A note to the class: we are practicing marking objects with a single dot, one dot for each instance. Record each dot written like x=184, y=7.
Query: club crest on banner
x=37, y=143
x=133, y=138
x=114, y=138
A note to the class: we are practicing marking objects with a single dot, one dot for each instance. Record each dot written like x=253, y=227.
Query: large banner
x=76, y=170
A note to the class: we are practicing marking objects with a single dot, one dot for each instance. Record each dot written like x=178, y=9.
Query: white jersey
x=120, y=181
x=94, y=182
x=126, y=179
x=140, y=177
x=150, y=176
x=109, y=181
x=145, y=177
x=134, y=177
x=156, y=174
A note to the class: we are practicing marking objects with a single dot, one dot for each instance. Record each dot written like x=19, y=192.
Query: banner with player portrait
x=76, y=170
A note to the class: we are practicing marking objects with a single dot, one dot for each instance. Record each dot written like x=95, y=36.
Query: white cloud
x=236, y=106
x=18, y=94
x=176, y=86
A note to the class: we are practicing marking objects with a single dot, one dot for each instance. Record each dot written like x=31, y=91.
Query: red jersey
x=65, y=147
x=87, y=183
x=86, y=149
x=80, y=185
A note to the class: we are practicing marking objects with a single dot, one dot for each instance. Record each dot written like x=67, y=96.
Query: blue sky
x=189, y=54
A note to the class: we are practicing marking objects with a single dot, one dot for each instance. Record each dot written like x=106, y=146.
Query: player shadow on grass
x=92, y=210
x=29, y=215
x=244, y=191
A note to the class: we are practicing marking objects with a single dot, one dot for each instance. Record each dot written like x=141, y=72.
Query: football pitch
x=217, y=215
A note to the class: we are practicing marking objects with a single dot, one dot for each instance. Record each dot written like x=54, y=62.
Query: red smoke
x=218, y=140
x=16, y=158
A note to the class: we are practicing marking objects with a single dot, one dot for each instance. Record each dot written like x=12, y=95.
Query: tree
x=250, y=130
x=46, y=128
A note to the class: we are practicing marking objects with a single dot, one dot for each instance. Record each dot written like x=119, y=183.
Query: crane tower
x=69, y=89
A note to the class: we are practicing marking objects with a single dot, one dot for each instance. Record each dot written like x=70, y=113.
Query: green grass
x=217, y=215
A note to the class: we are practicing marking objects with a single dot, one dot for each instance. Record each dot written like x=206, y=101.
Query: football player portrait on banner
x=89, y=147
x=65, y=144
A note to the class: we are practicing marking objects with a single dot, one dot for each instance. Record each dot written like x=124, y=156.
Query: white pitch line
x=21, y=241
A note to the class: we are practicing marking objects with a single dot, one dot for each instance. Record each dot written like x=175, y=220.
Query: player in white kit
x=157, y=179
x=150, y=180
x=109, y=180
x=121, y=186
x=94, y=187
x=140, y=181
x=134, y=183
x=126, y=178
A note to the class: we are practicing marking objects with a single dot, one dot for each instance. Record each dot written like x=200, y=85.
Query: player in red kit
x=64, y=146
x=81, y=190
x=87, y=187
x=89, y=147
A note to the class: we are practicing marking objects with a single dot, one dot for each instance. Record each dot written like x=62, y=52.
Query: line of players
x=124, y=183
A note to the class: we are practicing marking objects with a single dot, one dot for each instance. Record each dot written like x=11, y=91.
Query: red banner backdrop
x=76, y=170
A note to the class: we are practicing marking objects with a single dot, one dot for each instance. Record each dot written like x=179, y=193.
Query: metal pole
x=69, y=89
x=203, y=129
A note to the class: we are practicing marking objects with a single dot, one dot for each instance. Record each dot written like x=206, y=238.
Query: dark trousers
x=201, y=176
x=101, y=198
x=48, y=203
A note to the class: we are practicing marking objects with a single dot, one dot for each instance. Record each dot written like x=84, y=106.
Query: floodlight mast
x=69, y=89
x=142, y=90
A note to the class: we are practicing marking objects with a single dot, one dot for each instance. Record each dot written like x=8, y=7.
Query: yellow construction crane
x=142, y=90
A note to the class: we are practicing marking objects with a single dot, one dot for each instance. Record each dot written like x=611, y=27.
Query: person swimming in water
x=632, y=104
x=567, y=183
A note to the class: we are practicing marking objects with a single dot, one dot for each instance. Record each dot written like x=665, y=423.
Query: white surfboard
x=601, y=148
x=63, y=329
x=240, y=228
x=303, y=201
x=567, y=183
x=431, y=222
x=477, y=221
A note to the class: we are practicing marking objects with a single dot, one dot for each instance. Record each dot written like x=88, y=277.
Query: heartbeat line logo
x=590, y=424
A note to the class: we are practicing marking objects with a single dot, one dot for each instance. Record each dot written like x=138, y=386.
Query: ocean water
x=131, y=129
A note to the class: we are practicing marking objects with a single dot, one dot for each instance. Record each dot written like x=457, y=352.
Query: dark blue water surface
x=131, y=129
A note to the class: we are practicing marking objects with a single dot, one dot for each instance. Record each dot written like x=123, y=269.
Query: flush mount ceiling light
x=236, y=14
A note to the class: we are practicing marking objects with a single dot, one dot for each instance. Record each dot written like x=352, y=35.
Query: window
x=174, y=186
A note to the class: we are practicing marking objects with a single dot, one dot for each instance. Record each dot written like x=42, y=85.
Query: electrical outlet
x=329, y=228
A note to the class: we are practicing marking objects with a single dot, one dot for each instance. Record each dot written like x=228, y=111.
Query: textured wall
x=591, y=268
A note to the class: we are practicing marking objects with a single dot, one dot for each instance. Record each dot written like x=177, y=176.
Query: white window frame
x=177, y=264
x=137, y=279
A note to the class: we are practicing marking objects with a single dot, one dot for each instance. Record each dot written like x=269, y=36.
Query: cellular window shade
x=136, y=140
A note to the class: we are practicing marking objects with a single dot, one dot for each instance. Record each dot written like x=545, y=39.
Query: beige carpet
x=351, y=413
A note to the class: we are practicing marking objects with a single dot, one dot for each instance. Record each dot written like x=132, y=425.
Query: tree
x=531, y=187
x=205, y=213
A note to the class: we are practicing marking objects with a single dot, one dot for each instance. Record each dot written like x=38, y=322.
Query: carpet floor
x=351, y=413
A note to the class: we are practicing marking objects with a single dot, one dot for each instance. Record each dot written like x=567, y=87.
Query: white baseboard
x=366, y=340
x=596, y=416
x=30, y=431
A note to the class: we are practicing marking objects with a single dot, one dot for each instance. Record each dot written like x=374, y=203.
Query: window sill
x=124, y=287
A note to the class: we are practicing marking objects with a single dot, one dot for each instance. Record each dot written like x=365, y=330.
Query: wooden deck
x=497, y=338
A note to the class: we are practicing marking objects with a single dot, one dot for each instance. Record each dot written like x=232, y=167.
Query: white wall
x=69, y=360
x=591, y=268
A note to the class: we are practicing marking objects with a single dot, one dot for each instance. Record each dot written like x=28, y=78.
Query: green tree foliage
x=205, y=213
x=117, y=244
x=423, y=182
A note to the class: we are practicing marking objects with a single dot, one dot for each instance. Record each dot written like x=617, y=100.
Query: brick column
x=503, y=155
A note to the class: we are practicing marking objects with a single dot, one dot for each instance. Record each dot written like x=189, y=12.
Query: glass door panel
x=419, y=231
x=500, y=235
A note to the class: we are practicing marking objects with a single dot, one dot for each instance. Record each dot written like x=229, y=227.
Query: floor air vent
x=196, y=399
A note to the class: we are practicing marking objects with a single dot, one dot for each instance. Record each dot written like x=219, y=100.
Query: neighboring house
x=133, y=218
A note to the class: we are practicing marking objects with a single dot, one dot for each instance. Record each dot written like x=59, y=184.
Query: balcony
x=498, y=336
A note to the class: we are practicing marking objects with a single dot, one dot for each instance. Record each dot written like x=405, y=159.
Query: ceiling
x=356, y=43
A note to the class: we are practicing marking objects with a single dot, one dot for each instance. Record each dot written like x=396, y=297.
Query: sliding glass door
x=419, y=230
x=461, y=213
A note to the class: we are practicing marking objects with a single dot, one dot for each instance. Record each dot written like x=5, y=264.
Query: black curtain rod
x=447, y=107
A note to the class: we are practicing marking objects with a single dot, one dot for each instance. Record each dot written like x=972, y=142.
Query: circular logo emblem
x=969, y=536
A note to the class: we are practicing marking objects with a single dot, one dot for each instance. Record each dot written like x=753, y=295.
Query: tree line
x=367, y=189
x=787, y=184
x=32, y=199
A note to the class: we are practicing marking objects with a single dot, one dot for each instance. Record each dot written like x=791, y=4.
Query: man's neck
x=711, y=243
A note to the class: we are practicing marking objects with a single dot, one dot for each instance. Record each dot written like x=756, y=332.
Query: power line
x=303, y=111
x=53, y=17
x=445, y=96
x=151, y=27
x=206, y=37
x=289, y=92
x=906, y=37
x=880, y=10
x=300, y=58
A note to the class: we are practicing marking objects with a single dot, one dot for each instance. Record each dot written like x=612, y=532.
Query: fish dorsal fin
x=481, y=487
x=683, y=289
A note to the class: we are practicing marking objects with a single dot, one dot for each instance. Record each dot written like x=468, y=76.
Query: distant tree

# INSTRUCTIONS FOR THE TASK
Copy the lines word for word, from the line that contains "like x=612, y=532." through the end of the lines.

# FINISHED ANSWER
A note to the class: we are practicing marking objects with a single dot, one dot for each instance. Record each dot written like x=612, y=532.
Query: fish dorsal fin
x=481, y=487
x=683, y=289
A note to the class: we are practicing marking objects with a single dot, one dot for each instance. Record each dot written like x=468, y=76.
Query: distant tree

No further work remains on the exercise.